Stored items:
'''

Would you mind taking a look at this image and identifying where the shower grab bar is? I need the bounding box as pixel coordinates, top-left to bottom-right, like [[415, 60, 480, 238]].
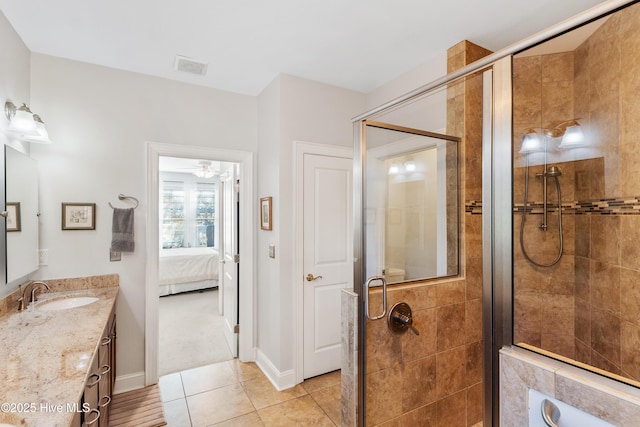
[[541, 399, 561, 427], [364, 276, 387, 320]]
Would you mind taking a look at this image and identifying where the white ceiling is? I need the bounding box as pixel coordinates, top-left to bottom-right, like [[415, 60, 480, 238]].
[[0, 0, 607, 96]]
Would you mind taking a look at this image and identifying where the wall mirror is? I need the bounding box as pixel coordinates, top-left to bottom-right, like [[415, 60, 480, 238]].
[[6, 146, 39, 284], [364, 120, 459, 284], [512, 1, 640, 387]]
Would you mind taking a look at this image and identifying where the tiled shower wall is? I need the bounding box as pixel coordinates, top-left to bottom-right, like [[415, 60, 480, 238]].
[[512, 51, 578, 359], [512, 2, 640, 385], [572, 5, 640, 383], [345, 41, 491, 427]]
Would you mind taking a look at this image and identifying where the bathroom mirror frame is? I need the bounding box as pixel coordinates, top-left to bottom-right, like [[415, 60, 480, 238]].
[[0, 145, 6, 286], [0, 145, 40, 294]]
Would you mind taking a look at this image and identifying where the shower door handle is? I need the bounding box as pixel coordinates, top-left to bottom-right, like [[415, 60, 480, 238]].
[[364, 276, 387, 320]]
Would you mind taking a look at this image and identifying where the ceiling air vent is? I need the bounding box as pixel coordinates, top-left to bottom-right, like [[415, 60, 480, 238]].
[[174, 55, 208, 76]]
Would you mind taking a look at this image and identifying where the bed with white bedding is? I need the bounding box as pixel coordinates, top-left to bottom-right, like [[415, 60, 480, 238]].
[[159, 247, 220, 296]]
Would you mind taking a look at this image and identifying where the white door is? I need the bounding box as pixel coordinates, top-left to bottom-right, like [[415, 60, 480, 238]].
[[303, 153, 353, 378], [221, 168, 239, 357]]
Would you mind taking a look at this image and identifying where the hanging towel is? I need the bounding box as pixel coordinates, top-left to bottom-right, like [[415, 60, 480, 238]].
[[111, 208, 135, 252]]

'''

Only the wording of the records is wanted: copy it all exactly and omit the pictures.

* [ANSWER]:
Would you mind taking a look at this image and identifying where the shower grab bar is? I need the bounding box as pixel coordinates, top-left to bottom-right, like [[415, 60, 480, 238]].
[[541, 399, 561, 427], [364, 276, 387, 320]]
Would you mind taking a look at this image and identifying where the white ceiling is? I need the bounding box as pixel coordinates, top-left to bottom-right, like [[415, 60, 480, 238]].
[[0, 0, 607, 96]]
Would you mind taking a look at this image and identifying where the wall mirror is? I need the bounding box as pixel coordinates, top-left to bottom-right, like [[415, 60, 480, 238]].
[[6, 146, 39, 284], [364, 120, 459, 284], [512, 1, 640, 387]]
Would you mind taking a look at this image and identifying where the tiled shower wall is? I need the bounding box as pixel coordinates, top-left to bottom-right, like [[415, 60, 480, 238]].
[[512, 51, 578, 359], [512, 2, 640, 385], [572, 5, 640, 383], [345, 41, 491, 427]]
Would you mind taking a look at this image and identifying where the bathroom mirror frame is? I need the bounding box as pixel coordinates, top-left to bottom-right, like [[415, 60, 480, 238]].
[[0, 145, 6, 286], [0, 145, 40, 294]]
Would you mind taking a look at this image and identifying where the shower door handle is? I need the bounding box as pixel coordinates, top-left to bottom-right, like [[415, 60, 480, 238]].
[[364, 276, 387, 320]]
Would you mind taking a look at this image and identifying where the ceiling air vent is? I need the bounding box as pixel coordinates, top-left to bottom-right, like [[415, 60, 480, 238]].
[[174, 55, 208, 76]]
Would you mind taking a look at this image and identifying where the bed with white bedding is? I need the bounding box as pixel coordinates, top-left to bottom-right, like [[415, 60, 480, 238]].
[[159, 247, 220, 296]]
Would you mind taking a look at this image and identifying where the white door is? I need the bounding box as pixel coordinates, top-left to bottom-right, like [[415, 60, 480, 238]].
[[303, 153, 353, 378], [221, 168, 239, 357]]
Would you mind taking a look at this image and identifying where the hanging towel is? I need the bounding box as pixel coordinates, top-left to bottom-right, like [[415, 60, 480, 238]].
[[111, 208, 135, 252]]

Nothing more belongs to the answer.